_About this exercise_: Character for character, transcribe the entries below, minus the images.

[[ Working data, beginning ]]

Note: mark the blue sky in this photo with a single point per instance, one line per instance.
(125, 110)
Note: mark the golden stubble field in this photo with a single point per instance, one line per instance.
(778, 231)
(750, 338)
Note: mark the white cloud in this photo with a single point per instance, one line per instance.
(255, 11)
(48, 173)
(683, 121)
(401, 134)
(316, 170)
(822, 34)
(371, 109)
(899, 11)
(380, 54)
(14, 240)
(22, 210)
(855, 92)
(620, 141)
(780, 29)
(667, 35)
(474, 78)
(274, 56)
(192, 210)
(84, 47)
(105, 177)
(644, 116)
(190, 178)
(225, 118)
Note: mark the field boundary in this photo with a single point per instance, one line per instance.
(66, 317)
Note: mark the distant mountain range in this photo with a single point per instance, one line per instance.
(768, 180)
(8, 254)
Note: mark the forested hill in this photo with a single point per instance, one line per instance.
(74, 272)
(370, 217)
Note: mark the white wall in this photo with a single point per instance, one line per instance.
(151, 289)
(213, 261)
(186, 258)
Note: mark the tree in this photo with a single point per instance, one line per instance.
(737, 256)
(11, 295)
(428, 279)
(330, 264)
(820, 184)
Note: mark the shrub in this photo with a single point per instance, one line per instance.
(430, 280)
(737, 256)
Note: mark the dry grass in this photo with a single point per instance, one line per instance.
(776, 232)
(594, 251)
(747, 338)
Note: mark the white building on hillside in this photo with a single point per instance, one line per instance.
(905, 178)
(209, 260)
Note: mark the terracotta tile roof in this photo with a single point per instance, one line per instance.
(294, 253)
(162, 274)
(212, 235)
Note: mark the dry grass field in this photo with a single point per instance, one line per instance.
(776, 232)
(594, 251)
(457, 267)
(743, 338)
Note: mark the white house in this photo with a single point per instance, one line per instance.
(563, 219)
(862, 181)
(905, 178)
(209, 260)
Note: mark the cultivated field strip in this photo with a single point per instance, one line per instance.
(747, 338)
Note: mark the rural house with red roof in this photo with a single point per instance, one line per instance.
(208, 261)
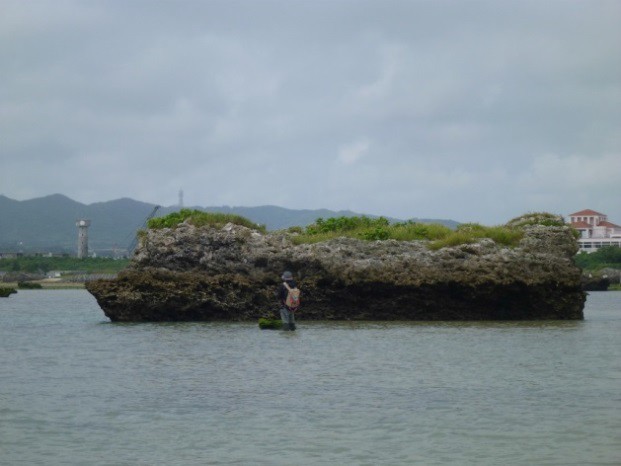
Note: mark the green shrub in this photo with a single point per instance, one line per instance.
(199, 218)
(537, 218)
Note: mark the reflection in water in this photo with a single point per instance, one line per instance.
(76, 389)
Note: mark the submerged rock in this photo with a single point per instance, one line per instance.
(232, 273)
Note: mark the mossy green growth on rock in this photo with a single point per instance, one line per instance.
(199, 219)
(5, 292)
(269, 324)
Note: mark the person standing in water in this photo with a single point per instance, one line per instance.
(289, 297)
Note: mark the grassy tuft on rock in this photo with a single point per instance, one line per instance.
(438, 236)
(199, 218)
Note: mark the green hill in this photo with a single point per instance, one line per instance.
(48, 224)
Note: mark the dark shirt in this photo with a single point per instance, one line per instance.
(282, 291)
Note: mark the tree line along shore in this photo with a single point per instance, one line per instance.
(71, 272)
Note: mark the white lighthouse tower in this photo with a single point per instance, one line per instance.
(83, 238)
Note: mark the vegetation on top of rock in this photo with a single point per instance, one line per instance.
(199, 218)
(438, 235)
(537, 218)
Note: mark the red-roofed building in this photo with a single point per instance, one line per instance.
(595, 230)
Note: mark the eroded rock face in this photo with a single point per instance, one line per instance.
(191, 273)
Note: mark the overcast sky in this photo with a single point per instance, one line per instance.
(470, 110)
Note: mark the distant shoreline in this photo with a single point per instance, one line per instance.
(46, 285)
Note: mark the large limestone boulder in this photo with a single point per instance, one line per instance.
(232, 273)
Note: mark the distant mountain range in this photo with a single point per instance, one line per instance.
(48, 224)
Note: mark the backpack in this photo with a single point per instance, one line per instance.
(293, 297)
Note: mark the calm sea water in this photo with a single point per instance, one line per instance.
(76, 389)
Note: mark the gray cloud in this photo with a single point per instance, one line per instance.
(477, 111)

[[ Working data, end ]]

_Solution below_:
Note: mark the blue sky in this photo with a single point per instance, one line per instance.
(125, 110)
Note: mark the golden stubble field in this photo with a single point per instance, one line per instance.
(778, 231)
(750, 338)
Note: mark the white cloud in this photo with a single point per instance, one line per instance.
(255, 11)
(48, 173)
(683, 121)
(401, 134)
(316, 170)
(822, 34)
(371, 109)
(899, 11)
(380, 54)
(14, 240)
(22, 210)
(855, 92)
(620, 141)
(780, 29)
(667, 35)
(474, 78)
(274, 56)
(192, 210)
(84, 47)
(105, 177)
(644, 116)
(190, 178)
(225, 118)
Note: mark the field boundary in this photo with a single point per instance, one line per instance.
(66, 317)
Note: mark the distant mountain range in this photo with a single point per instance, one line per instance.
(768, 180)
(8, 254)
Note: mark the forested hill in this photo with a single point per instance, one line per instance.
(74, 272)
(370, 217)
Note: mark the white wall in this photo with a single point per instance, one line per instance.
(151, 289)
(213, 261)
(186, 258)
Note: mark the tree in this photo with a single point per instance, one line per instance.
(737, 256)
(11, 295)
(428, 279)
(330, 264)
(820, 184)
Note: mark the shrub in this photo with a single point per instance, one line per instance.
(430, 280)
(737, 256)
Note: mark the dry grass in this photo with a single point per instance, one line per instance.
(776, 232)
(594, 251)
(747, 338)
Note: mark the white building on hillside in this photo with a single point per instance, one line per instance.
(905, 178)
(209, 260)
Note: mark the terracotta tile roof in this photo with a single point per instance, one line per instance.
(294, 253)
(162, 274)
(212, 235)
Note: mark the dry grass field in this photo with a single point per instance, one line per instance.
(776, 232)
(594, 251)
(457, 267)
(743, 338)
Note: mark the white house in this photo with a single point per instance, one line per instance.
(563, 219)
(862, 181)
(905, 178)
(209, 260)
Note: mark the cultivated field strip in this photo with a single point per instance, one line per instance.
(747, 338)
Note: mark the rural house with red roof in this photo with a single point per instance, one line per instance.
(208, 261)
Note: mark the green shrub in this photo with a single point per instance, one line per instance.
(199, 218)
(537, 218)
Note: mark the reflection in water in this photo with a single point per instance, one line per instance.
(76, 389)
Note: mark the submerged rock in this photo with a single point per instance, one line per instance.
(232, 273)
Note: mark the mossy green growth on rock in this photo with a single point per instance, one line per instance.
(199, 219)
(5, 292)
(269, 324)
Note: mark the person standing in water in this photo with a single point per instance, one line per instance.
(289, 297)
Note: mark the grassy tuft on rock in this photo with a single point per instance, one line per instance.
(438, 236)
(199, 218)
Note: mark the green hill in this photo with a single point per instance, one line per instance.
(48, 224)
Note: mark the dark shirt in this photo with a single point per instance, one line per instance.
(282, 291)
Note: mark the tree line along shore in this photo with a single point per instance, one line per instance.
(71, 272)
Note: mark the white lighthouse tower in this photo with a single point per instance, one line per instance.
(83, 238)
Note: mark the vegetation on top of rock in this photo with a single point per instance, one line per instance.
(199, 218)
(438, 235)
(537, 218)
Note: mark the red-roofed building in this photo with a single point per instance, one line per instance.
(595, 230)
Note: mark the eroded rock face in this photo with a single point per instance, one line per instance.
(191, 273)
Note: mark the overcast sky in this photo with a single point per instance, one line per instance.
(470, 110)
Note: mark the distant shoreline in this photo with a single point per instance, one line per instance.
(46, 285)
Note: mark the large limestone boulder in this photo with a single point per instance, one line per instance.
(232, 273)
Note: mark the distant mountain range in this photo with a single point per instance, one line per instance.
(48, 224)
Note: mark the backpack in this photo with a single point per instance, one line per instance.
(293, 297)
Note: mark the calm sea water in this photo with a single point per instance, one line per instance.
(76, 389)
Note: mark the gray cloud in this photo with a single point per instance, one line per instance.
(477, 111)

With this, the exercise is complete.